### Task requirements
Please gather every line of the records below that contains the word "shirt" and copy each one in full. Case counts when matching.

### Records shown
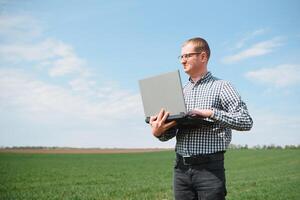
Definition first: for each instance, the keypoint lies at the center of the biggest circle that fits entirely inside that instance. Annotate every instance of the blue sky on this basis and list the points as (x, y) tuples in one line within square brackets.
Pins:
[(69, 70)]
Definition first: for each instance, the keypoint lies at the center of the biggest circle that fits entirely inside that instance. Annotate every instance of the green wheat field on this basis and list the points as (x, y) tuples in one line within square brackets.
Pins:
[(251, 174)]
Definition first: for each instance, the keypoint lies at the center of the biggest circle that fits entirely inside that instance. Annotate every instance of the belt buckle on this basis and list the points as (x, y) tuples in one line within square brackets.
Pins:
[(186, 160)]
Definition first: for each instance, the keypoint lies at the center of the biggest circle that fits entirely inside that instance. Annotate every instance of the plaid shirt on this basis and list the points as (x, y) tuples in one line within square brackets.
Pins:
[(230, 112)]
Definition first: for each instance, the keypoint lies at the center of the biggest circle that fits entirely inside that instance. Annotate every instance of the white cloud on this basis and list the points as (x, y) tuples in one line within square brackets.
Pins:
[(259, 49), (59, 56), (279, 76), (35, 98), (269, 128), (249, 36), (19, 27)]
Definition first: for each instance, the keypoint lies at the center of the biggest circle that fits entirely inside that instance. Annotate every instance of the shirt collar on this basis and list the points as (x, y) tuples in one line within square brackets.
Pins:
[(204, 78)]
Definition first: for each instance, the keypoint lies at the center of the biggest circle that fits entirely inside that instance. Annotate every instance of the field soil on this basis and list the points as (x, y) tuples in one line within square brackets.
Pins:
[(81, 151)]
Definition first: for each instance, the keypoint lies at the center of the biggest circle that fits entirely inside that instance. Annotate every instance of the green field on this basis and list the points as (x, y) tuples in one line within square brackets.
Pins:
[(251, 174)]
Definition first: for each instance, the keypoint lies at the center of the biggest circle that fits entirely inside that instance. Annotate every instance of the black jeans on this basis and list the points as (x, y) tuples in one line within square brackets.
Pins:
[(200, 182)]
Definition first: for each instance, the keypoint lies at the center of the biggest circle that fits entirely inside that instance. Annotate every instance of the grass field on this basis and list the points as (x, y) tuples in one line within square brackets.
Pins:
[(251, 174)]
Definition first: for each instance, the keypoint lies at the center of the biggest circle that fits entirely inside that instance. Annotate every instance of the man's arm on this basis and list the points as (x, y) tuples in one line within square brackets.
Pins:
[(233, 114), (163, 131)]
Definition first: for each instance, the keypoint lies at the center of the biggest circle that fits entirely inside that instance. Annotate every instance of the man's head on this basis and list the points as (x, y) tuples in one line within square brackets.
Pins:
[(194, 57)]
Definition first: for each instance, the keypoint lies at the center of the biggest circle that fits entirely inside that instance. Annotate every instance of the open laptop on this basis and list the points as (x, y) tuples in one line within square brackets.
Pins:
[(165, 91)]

* * *

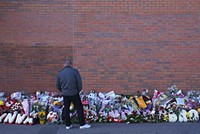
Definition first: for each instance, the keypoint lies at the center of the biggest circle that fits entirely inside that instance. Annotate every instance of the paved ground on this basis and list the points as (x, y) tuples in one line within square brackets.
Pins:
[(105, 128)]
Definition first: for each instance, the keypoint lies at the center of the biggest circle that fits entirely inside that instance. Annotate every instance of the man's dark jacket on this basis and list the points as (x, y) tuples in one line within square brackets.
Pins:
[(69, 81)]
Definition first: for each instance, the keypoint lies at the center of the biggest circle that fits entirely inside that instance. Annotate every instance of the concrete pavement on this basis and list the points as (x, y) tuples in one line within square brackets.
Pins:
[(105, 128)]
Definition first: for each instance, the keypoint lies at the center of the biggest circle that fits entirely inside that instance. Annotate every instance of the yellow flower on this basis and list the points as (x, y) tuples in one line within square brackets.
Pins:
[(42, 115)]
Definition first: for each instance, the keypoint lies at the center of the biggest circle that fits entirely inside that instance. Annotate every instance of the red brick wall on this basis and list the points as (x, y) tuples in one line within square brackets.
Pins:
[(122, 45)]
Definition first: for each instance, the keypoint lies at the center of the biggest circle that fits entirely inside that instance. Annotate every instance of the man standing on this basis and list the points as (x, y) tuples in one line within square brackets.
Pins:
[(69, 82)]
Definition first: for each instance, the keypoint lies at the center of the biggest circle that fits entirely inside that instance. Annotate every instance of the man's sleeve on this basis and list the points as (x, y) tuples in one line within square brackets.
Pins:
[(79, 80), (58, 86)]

--

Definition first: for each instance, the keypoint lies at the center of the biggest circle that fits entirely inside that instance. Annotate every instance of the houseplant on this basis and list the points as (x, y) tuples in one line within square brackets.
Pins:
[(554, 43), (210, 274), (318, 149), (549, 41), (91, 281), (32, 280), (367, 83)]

### Correct response
Definition first: for each instance, the keypoint lies at the center of the biggest circle that fits entirely inside that instance. Annotate every instance of the plaid shirt on this basis and list the points as (x, y) tuples in one line within square brackets.
Definition first: for each instance, the keypoint lies at the center of the biggest circle that fits entirely inside that instance. Annotate every instance of the shirt collar on this basis and list the points as (x, y) tuples in one line within square brackets.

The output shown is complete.